STATED EXERCISE:
Rewrite the lines starting at the line that contains "Crossing-audit request: pin the circular" and ending at the last line of the records, putting "mark" in place of each "pin" and keeping everything else unchanged. Leave the pictures out of your answer.

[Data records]
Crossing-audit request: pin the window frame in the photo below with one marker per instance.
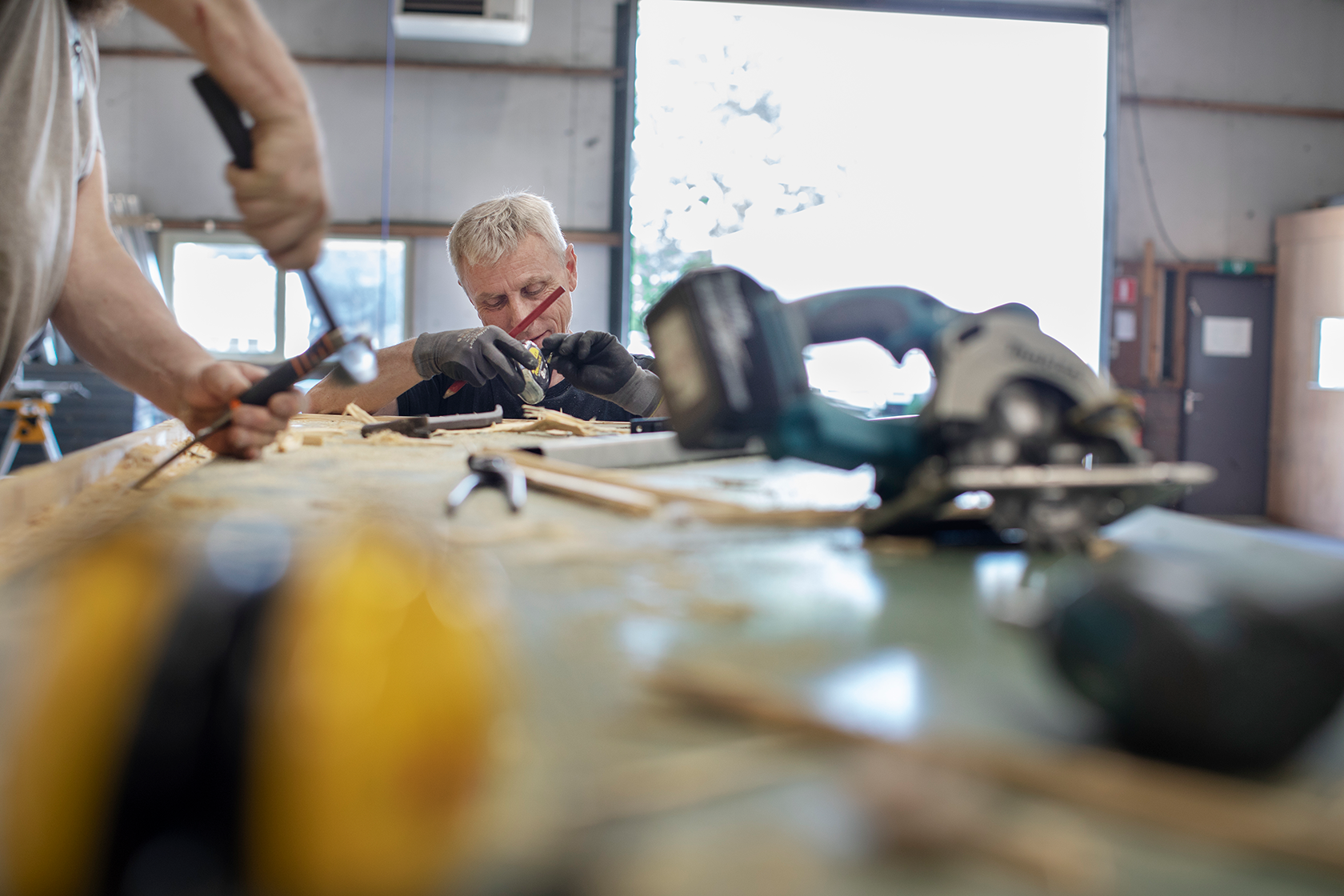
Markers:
(171, 238)
(1102, 12)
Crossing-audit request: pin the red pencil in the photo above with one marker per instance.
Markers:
(522, 326)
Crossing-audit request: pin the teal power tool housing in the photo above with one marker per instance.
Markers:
(1015, 413)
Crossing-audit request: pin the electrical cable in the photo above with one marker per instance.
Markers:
(1138, 134)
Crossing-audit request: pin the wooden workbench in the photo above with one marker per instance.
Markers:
(610, 789)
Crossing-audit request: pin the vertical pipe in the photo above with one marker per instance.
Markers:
(389, 96)
(622, 166)
(1109, 213)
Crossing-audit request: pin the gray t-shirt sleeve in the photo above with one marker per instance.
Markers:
(49, 128)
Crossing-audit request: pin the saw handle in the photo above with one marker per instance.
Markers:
(284, 377)
(227, 117)
(895, 318)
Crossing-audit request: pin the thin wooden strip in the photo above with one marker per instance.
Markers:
(605, 494)
(706, 506)
(1225, 810)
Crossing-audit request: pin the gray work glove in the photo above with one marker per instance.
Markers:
(474, 355)
(598, 364)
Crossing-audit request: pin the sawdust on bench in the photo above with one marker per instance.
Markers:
(96, 508)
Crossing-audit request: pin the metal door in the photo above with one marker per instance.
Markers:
(1229, 334)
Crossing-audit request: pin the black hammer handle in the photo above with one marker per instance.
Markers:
(286, 374)
(227, 116)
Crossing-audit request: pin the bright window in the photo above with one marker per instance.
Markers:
(229, 297)
(1330, 355)
(820, 150)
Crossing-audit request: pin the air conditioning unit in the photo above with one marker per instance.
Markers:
(508, 22)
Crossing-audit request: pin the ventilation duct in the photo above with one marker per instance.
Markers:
(508, 22)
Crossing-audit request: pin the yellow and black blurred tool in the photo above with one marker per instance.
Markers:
(235, 719)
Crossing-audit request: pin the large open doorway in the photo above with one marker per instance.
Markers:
(818, 150)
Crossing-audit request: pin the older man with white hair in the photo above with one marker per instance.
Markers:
(510, 255)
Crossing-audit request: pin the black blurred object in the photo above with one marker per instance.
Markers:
(225, 112)
(1195, 664)
(650, 425)
(491, 470)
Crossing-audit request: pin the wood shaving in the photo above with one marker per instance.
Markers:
(290, 441)
(359, 414)
(387, 437)
(96, 508)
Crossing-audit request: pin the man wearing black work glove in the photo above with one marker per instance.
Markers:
(598, 364)
(474, 355)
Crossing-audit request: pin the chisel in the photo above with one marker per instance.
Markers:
(518, 328)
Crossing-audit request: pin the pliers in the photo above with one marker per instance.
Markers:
(491, 470)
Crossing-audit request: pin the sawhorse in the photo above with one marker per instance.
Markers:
(31, 426)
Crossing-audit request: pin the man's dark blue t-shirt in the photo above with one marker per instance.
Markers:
(426, 397)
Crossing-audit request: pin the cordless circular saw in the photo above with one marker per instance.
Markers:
(1015, 414)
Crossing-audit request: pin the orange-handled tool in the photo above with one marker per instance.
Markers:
(518, 328)
(281, 378)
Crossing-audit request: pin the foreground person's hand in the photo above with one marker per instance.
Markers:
(284, 196)
(598, 364)
(474, 356)
(206, 395)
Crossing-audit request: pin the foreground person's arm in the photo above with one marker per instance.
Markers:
(282, 198)
(118, 322)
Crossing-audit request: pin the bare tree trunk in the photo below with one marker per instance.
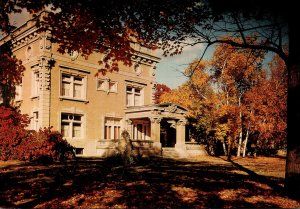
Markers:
(246, 141)
(224, 148)
(238, 154)
(229, 150)
(292, 175)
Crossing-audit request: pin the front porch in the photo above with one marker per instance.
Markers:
(158, 130)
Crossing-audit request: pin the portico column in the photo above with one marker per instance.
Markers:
(155, 132)
(180, 134)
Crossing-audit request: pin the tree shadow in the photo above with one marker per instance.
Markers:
(150, 183)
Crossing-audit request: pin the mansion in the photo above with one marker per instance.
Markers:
(63, 91)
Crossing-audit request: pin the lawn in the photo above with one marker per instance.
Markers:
(206, 182)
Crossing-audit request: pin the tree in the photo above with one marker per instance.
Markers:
(112, 25)
(266, 103)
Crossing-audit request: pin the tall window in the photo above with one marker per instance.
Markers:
(112, 128)
(1, 95)
(71, 125)
(139, 131)
(107, 85)
(35, 121)
(134, 96)
(73, 86)
(35, 83)
(18, 96)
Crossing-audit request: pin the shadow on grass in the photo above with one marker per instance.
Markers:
(151, 183)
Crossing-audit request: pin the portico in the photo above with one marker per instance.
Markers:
(162, 125)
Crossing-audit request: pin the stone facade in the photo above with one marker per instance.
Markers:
(62, 91)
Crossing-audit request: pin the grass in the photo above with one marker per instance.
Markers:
(206, 182)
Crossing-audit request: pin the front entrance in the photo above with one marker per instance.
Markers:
(167, 133)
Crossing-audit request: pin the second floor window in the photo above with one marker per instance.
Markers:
(35, 83)
(107, 85)
(112, 128)
(134, 96)
(35, 121)
(18, 95)
(73, 86)
(71, 125)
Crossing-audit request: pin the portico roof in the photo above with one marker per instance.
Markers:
(165, 110)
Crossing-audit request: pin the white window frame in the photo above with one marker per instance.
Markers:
(133, 93)
(19, 92)
(1, 95)
(35, 83)
(71, 121)
(72, 83)
(113, 123)
(107, 85)
(35, 120)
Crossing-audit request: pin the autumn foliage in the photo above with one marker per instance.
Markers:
(235, 101)
(17, 142)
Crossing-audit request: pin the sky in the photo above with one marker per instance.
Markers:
(168, 70)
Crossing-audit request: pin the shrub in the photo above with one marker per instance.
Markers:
(19, 143)
(46, 146)
(12, 132)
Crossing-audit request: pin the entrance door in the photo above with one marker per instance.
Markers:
(167, 135)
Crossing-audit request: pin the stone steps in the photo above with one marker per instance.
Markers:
(169, 153)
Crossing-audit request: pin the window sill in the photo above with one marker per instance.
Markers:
(108, 92)
(73, 99)
(34, 97)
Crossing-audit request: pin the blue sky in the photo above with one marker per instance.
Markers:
(168, 70)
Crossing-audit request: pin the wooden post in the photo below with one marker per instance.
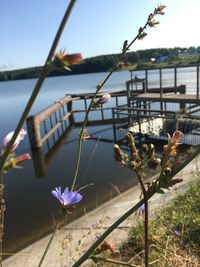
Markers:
(33, 126)
(71, 117)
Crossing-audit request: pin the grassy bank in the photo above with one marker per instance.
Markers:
(174, 236)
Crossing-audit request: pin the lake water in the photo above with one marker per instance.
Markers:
(29, 203)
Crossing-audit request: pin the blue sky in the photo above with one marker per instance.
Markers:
(95, 27)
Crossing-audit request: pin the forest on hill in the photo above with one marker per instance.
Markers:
(141, 59)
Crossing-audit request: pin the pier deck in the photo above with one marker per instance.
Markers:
(175, 98)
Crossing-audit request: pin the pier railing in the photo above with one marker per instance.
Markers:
(169, 77)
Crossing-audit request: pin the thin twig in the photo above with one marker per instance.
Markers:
(90, 250)
(38, 85)
(98, 258)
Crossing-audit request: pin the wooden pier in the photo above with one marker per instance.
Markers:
(56, 122)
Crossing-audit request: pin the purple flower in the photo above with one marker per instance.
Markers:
(66, 198)
(102, 100)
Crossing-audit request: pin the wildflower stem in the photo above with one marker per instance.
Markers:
(38, 85)
(2, 209)
(115, 67)
(48, 245)
(146, 219)
(121, 263)
(82, 129)
(91, 249)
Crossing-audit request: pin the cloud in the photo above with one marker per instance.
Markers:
(6, 66)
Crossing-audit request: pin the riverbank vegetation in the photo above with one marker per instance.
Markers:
(141, 59)
(174, 235)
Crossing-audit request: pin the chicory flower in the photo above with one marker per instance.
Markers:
(84, 135)
(66, 198)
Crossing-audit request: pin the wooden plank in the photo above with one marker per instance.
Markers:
(175, 98)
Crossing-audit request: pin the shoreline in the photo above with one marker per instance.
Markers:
(68, 241)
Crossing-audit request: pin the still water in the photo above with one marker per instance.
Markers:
(29, 203)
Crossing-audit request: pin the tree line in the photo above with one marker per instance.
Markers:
(139, 59)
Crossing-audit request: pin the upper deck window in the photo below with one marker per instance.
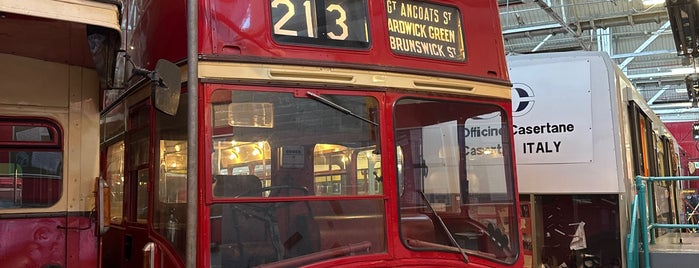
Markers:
(338, 23)
(31, 163)
(425, 30)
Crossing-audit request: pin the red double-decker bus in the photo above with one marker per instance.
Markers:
(49, 128)
(313, 133)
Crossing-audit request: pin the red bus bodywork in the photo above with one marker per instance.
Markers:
(236, 33)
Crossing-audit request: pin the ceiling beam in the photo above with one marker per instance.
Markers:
(646, 43)
(546, 29)
(561, 21)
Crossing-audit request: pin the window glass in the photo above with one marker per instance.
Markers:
(170, 202)
(113, 123)
(115, 179)
(142, 199)
(303, 153)
(303, 135)
(454, 168)
(31, 163)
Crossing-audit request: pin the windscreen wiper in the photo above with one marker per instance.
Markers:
(444, 226)
(338, 107)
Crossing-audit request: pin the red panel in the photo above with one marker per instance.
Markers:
(244, 28)
(241, 30)
(37, 242)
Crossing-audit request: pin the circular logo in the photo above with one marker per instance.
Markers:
(522, 99)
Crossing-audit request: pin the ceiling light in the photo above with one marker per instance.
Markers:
(652, 2)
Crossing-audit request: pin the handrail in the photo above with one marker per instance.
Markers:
(647, 221)
(632, 237)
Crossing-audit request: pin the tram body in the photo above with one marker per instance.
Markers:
(49, 131)
(582, 134)
(331, 134)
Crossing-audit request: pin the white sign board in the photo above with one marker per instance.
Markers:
(552, 116)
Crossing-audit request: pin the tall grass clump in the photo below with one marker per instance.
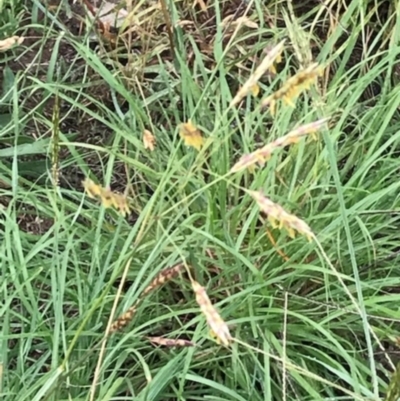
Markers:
(200, 202)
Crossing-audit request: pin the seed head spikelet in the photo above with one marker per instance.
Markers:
(291, 89)
(262, 155)
(169, 342)
(123, 320)
(214, 320)
(251, 85)
(279, 217)
(107, 197)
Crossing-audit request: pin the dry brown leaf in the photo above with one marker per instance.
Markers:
(149, 140)
(241, 21)
(7, 43)
(191, 135)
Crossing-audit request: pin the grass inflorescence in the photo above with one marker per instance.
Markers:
(211, 126)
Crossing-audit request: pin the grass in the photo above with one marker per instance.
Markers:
(309, 322)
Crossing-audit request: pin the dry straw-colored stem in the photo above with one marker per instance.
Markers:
(262, 155)
(267, 63)
(279, 217)
(169, 342)
(162, 277)
(218, 326)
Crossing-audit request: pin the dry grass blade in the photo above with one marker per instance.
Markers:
(278, 216)
(168, 342)
(261, 155)
(291, 89)
(214, 320)
(272, 56)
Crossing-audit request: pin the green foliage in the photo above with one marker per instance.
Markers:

ANSWER TO THIS PROBLEM:
Crossing-audit request: mark the circular logo in the photo above with one marker per instance.
Markers:
(522, 99)
Crossing-audit request: mark the ceiling light in the photo above with one marker per instance.
Markers:
(652, 2)
Crossing-audit request: mark the handrail in the photo above with one marker per instance.
Markers:
(647, 221)
(632, 237)
Crossing-audit request: mark the tram body in the photo above with one marker per instance.
Markers:
(49, 131)
(582, 134)
(331, 134)
Crossing-audit request: mark the white sign board in the photo above with one marker per instance.
Markers:
(552, 116)
Crossing-audit request: mark the tall grass clump in the photo below with one marker per instance.
Markers:
(200, 202)
Crossing-audit request: mark the seed head spikelet in the photo above with one marker per instance.
Markers:
(291, 89)
(262, 155)
(169, 342)
(123, 320)
(214, 320)
(251, 85)
(279, 217)
(107, 197)
Crossing-audit request: mark the dry brown leaf in the photo above with one marker per instance.
Markers:
(149, 140)
(241, 21)
(7, 43)
(191, 135)
Crossing-audit request: mark the grass inflorescence in the photo above with one marker per instance.
Markers:
(211, 126)
Crossing-audit request: mark the grass in the photo above with one marker per instance.
Markers:
(309, 322)
Crossing-audit request: mark the dry straw-colored stem in the photo above with one marker per instance.
Markers:
(262, 155)
(267, 63)
(279, 217)
(169, 342)
(162, 277)
(218, 326)
Crossing-audit request: mark the dry grass blade in the photo above with one marker per instance.
Markers:
(278, 216)
(168, 342)
(261, 155)
(291, 89)
(214, 320)
(272, 56)
Crossing-audit request: mark the green foliage in the photo above with one marker per instance.
Markers:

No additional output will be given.